• Given request:
Copy out the data exactly, leaving the pictures behind.

• Task material:
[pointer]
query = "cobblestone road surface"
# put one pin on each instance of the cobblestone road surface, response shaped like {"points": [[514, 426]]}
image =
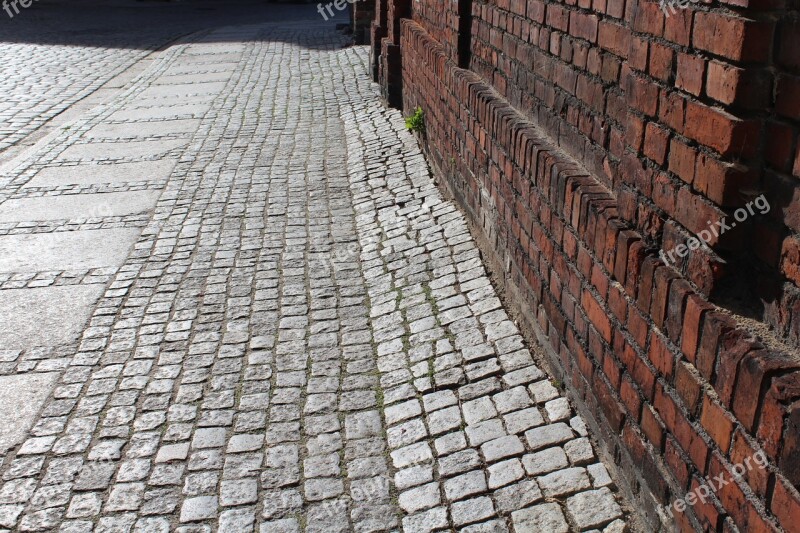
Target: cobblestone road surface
{"points": [[287, 328]]}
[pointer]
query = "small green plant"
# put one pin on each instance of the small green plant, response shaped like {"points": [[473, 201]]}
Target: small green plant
{"points": [[416, 122]]}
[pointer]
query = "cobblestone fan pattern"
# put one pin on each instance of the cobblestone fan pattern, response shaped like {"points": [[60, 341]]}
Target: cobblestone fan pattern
{"points": [[303, 338]]}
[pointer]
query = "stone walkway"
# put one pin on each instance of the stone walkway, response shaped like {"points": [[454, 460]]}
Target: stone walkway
{"points": [[245, 306]]}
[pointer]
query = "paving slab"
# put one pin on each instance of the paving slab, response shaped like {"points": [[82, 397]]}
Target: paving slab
{"points": [[175, 91], [49, 316], [21, 399], [184, 79], [88, 174], [120, 150], [66, 250], [305, 339], [142, 129], [78, 207], [164, 111]]}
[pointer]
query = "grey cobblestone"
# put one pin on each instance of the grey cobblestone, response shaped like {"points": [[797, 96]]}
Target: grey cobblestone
{"points": [[303, 338]]}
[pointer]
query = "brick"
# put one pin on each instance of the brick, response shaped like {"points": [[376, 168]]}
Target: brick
{"points": [[672, 110], [717, 423], [661, 59], [743, 451], [652, 427], [790, 259], [720, 130], [614, 38], [733, 348], [688, 386], [785, 503], [678, 27], [715, 327], [695, 213], [676, 462], [682, 160], [726, 184], [649, 18], [790, 455], [732, 37], [690, 73], [583, 26], [642, 94], [656, 141], [660, 355], [754, 372], [787, 100], [788, 51], [597, 315], [779, 151], [696, 307], [748, 88]]}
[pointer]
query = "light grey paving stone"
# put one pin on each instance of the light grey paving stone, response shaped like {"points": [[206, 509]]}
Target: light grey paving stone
{"points": [[426, 521], [90, 174], [284, 525], [485, 431], [543, 391], [593, 508], [238, 492], [579, 451], [501, 448], [470, 511], [172, 452], [599, 475], [558, 410], [78, 206], [543, 436], [465, 485], [492, 526], [545, 461], [21, 398], [566, 481], [52, 316], [517, 496], [505, 472], [420, 498], [142, 129], [199, 508]]}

• The response:
[pointer]
query = "cobblestone road surface"
# put one pin on each instance of the cobblestone road surface, response shaped like {"points": [[514, 426]]}
image =
Target: cobblestone road surface
{"points": [[287, 328]]}
[pointer]
query = "small green plant"
# put one pin on each instance of the small green plant, response shaped like {"points": [[473, 201]]}
Target: small green plant
{"points": [[416, 122]]}
[pointer]
query = "cobblestone fan pattern"
# put one pin on each instance of the cobblestone fan pattern, response shaped like {"points": [[60, 341]]}
Target: cobblestone fan pattern
{"points": [[303, 338]]}
[pointer]
query = "stone walkway"
# put one pin on each instance of the stone walkway, response shaped like {"points": [[454, 460]]}
Target: stone walkway
{"points": [[245, 306]]}
[pointer]
query = "paving slab"
# put one pin on each instance of the paving slab, response shaped like {"points": [[82, 397]]}
Target: paving slab
{"points": [[175, 91], [49, 316], [21, 399], [184, 79], [88, 174], [120, 150], [66, 250], [305, 339], [142, 129], [78, 207], [164, 111]]}
[pointer]
query = "grey cobblestone"
# put one pin on each instance of the grey cobblestone, response shaped like {"points": [[797, 96]]}
Target: grey cobblestone
{"points": [[303, 338]]}
[pointer]
query = "brick"
# put one pin on each instance of the brick, response shaped like {"points": [[376, 168]]}
Target: brick
{"points": [[672, 110], [717, 423], [661, 59], [743, 451], [652, 427], [790, 259], [720, 130], [614, 38], [733, 348], [688, 386], [785, 503], [678, 27], [715, 327], [695, 213], [676, 462], [682, 160], [726, 184], [649, 18], [790, 455], [732, 37], [690, 73], [583, 26], [642, 94], [656, 141], [660, 355], [754, 372], [787, 100], [788, 51], [597, 315], [779, 151], [696, 307], [748, 88]]}
[pointer]
query = "light grey paving stone"
# put one pin on each instance of the light grey paving stone, response shaped like {"points": [[206, 509]]}
Target: light grey paving stone
{"points": [[426, 521], [90, 174], [284, 525], [485, 431], [543, 391], [593, 508], [238, 492], [579, 451], [501, 448], [470, 511], [172, 452], [599, 475], [558, 410], [78, 206], [543, 436], [465, 485], [492, 526], [545, 461], [21, 398], [566, 481], [52, 316], [517, 496], [505, 472], [420, 498], [142, 129], [199, 508]]}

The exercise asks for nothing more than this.